━━━━━ Data for processing
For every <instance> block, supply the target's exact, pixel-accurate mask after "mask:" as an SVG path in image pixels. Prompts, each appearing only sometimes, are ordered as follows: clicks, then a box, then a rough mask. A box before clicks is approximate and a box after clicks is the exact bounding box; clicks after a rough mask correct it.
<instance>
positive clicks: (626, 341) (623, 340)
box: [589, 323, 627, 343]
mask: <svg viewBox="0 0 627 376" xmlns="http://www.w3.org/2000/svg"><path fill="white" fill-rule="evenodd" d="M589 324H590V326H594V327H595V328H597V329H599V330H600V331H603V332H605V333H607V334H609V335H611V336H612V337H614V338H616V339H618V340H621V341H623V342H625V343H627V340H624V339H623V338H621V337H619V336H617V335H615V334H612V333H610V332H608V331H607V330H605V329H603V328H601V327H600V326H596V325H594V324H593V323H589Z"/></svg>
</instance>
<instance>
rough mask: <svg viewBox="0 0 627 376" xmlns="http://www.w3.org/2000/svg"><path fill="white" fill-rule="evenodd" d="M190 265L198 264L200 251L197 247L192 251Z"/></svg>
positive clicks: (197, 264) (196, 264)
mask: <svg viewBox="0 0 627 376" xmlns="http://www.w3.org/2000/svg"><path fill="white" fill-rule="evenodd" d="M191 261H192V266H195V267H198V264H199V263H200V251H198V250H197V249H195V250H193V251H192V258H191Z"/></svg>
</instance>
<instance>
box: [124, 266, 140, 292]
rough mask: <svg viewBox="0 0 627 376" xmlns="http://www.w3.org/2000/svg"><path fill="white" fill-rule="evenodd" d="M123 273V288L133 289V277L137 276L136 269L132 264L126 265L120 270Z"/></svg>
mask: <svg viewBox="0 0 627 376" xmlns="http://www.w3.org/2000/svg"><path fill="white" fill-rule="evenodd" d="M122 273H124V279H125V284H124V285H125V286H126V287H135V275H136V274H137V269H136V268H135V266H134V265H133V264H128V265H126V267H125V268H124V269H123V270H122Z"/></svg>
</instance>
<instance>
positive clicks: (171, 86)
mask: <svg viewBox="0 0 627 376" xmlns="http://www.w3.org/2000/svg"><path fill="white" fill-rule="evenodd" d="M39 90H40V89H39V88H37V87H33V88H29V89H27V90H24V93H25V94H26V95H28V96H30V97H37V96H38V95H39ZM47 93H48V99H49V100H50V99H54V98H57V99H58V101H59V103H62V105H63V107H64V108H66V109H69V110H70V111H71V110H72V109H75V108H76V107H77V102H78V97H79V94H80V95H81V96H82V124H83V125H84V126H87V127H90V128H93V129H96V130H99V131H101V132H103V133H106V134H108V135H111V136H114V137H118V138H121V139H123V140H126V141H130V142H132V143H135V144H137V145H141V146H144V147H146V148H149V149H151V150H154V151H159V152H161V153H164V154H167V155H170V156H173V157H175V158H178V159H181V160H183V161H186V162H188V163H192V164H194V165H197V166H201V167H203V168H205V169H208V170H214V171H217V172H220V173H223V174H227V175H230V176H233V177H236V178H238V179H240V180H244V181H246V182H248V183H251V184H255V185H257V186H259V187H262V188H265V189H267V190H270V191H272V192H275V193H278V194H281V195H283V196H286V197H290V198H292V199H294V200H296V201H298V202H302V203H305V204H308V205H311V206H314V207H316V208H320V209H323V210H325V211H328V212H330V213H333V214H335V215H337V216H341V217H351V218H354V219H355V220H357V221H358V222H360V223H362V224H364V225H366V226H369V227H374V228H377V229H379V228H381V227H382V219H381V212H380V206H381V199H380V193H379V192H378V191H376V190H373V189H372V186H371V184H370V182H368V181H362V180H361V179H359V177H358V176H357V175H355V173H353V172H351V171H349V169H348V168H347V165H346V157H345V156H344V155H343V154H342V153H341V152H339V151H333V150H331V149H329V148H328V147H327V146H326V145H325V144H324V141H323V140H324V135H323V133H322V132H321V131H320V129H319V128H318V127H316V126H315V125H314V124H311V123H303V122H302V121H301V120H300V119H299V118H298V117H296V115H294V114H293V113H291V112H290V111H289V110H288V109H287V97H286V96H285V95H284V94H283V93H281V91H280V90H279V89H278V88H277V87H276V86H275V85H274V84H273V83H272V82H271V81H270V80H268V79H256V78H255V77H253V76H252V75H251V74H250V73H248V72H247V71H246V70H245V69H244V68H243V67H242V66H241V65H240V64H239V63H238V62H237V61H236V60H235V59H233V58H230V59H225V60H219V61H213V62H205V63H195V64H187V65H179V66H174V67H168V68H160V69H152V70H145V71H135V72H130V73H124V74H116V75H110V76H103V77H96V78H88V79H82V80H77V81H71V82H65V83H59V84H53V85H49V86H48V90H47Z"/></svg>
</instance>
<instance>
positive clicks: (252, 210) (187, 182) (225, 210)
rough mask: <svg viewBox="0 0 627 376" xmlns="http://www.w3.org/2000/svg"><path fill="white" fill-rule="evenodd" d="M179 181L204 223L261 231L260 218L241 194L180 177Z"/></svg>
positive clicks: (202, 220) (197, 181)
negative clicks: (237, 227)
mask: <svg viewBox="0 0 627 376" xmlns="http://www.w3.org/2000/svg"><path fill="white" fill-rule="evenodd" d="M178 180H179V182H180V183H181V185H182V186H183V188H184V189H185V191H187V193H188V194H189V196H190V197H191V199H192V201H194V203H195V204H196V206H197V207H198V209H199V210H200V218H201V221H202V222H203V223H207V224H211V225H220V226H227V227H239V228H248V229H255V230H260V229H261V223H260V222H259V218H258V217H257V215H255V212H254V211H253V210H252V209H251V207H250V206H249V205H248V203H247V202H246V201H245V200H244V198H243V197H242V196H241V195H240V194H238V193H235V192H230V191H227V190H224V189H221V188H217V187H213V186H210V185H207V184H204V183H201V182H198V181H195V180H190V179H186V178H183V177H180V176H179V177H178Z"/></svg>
━━━━━━━━━━
Work instructions:
The records above are to be given again in full, exactly.

Result below:
For every <instance> block, supply the target's exact, pixel-accurate mask after "mask:" as an SVG path in image pixels. Prompts, each appearing only sometimes, are ordered as follows: clicks, then a box, then a rough mask. A box before clicks is approximate and a box after clicks is the exact bounding box; clicks after a rough mask correct it.
<instance>
positive clicks: (626, 341) (623, 340)
box: [589, 323, 627, 343]
mask: <svg viewBox="0 0 627 376" xmlns="http://www.w3.org/2000/svg"><path fill="white" fill-rule="evenodd" d="M589 324H590V326H594V327H595V328H597V329H599V330H600V331H603V332H605V333H607V334H609V335H611V336H612V337H614V338H616V339H618V340H621V341H623V342H625V343H627V340H624V339H623V338H621V337H619V336H617V335H615V334H612V333H610V332H608V331H607V330H605V329H603V328H601V327H600V326H596V325H594V324H593V323H589Z"/></svg>
</instance>
<instance>
rough mask: <svg viewBox="0 0 627 376" xmlns="http://www.w3.org/2000/svg"><path fill="white" fill-rule="evenodd" d="M190 265L198 264L200 251L197 247L192 251Z"/></svg>
positive clicks: (197, 264) (196, 264)
mask: <svg viewBox="0 0 627 376" xmlns="http://www.w3.org/2000/svg"><path fill="white" fill-rule="evenodd" d="M191 261H192V266H195V267H198V264H199V263H200V251H198V250H197V249H195V250H193V251H192V258H191Z"/></svg>
</instance>
<instance>
box: [124, 266, 140, 292]
rough mask: <svg viewBox="0 0 627 376" xmlns="http://www.w3.org/2000/svg"><path fill="white" fill-rule="evenodd" d="M123 273V288L133 289V277L137 276L136 269L132 264L126 265L120 270Z"/></svg>
mask: <svg viewBox="0 0 627 376" xmlns="http://www.w3.org/2000/svg"><path fill="white" fill-rule="evenodd" d="M122 273H124V279H125V284H124V285H125V286H126V287H135V275H136V274H137V269H136V268H135V266H134V265H133V264H128V265H126V267H125V268H124V269H123V270H122Z"/></svg>
</instance>
<instance>
positive clicks: (171, 86)
mask: <svg viewBox="0 0 627 376" xmlns="http://www.w3.org/2000/svg"><path fill="white" fill-rule="evenodd" d="M39 90H40V89H39V88H37V87H33V88H29V89H27V90H24V93H25V94H26V95H28V96H30V97H37V96H38V95H39ZM47 93H48V99H49V100H50V99H54V98H57V99H58V101H59V103H62V105H63V107H64V108H66V109H69V110H70V111H71V110H72V109H75V108H76V107H77V102H78V97H79V94H80V95H81V96H82V124H83V125H84V126H87V127H90V128H93V129H96V130H99V131H101V132H103V133H106V134H108V135H111V136H114V137H118V138H121V139H123V140H126V141H130V142H132V143H135V144H137V145H141V146H144V147H146V148H149V149H151V150H154V151H159V152H161V153H164V154H167V155H170V156H173V157H175V158H178V159H181V160H183V161H186V162H188V163H192V164H194V165H197V166H201V167H203V168H205V169H208V170H214V171H217V172H220V173H223V174H227V175H230V176H233V177H236V178H238V179H240V180H244V181H246V182H248V183H251V184H255V185H257V186H259V187H262V188H265V189H267V190H270V191H272V192H275V193H278V194H281V195H283V196H286V197H290V198H292V199H294V200H296V201H298V202H302V203H305V204H308V205H311V206H314V207H316V208H320V209H323V210H325V211H328V212H330V213H333V214H335V215H337V216H341V217H351V218H354V219H355V220H357V221H358V222H360V223H362V224H364V225H366V226H369V227H374V228H377V229H379V228H381V227H382V219H381V212H380V206H381V199H380V193H379V192H378V191H376V190H373V189H372V186H371V184H370V182H368V181H362V180H361V179H359V177H358V176H357V175H355V173H353V172H351V171H349V169H348V168H347V165H346V157H345V156H344V155H343V154H342V153H341V152H339V151H333V150H331V149H329V148H328V147H327V146H326V145H325V144H324V141H323V140H324V135H323V133H322V132H321V131H320V129H319V128H318V127H316V126H315V125H314V124H311V123H303V122H302V121H301V120H300V119H299V118H298V117H296V115H294V114H293V113H291V112H290V111H289V110H288V109H287V97H286V96H285V95H284V94H283V93H281V91H280V90H279V89H278V88H277V87H276V86H275V85H274V84H273V83H272V82H271V81H270V80H268V79H256V78H255V77H253V76H252V75H251V74H250V73H248V72H247V71H246V70H245V69H244V68H243V67H242V66H241V65H240V64H239V63H238V62H237V61H236V60H235V59H233V58H230V59H225V60H219V61H213V62H205V63H195V64H187V65H179V66H174V67H168V68H160V69H152V70H145V71H135V72H130V73H124V74H116V75H110V76H103V77H96V78H88V79H82V80H77V81H71V82H65V83H59V84H53V85H49V86H48V90H47Z"/></svg>
</instance>
<instance>
positive clicks: (252, 210) (187, 182) (225, 210)
rough mask: <svg viewBox="0 0 627 376" xmlns="http://www.w3.org/2000/svg"><path fill="white" fill-rule="evenodd" d="M179 181L204 223L261 231L260 218L241 194L180 177Z"/></svg>
positive clicks: (202, 220) (197, 181)
negative clicks: (237, 227)
mask: <svg viewBox="0 0 627 376" xmlns="http://www.w3.org/2000/svg"><path fill="white" fill-rule="evenodd" d="M178 180H179V182H180V183H181V185H182V186H183V188H184V189H185V191H187V193H188V194H189V196H190V197H191V199H192V201H194V203H195V204H196V206H197V207H198V209H199V210H200V218H201V221H202V222H203V223H207V224H211V225H220V226H227V227H239V228H248V229H255V230H260V229H261V223H260V222H259V218H258V217H257V215H255V212H254V211H253V210H252V209H251V207H250V206H249V205H248V203H247V202H246V201H245V200H244V198H243V197H242V196H241V195H240V194H238V193H235V192H230V191H227V190H224V189H221V188H217V187H213V186H210V185H207V184H204V183H201V182H198V181H195V180H190V179H186V178H183V177H180V176H179V177H178Z"/></svg>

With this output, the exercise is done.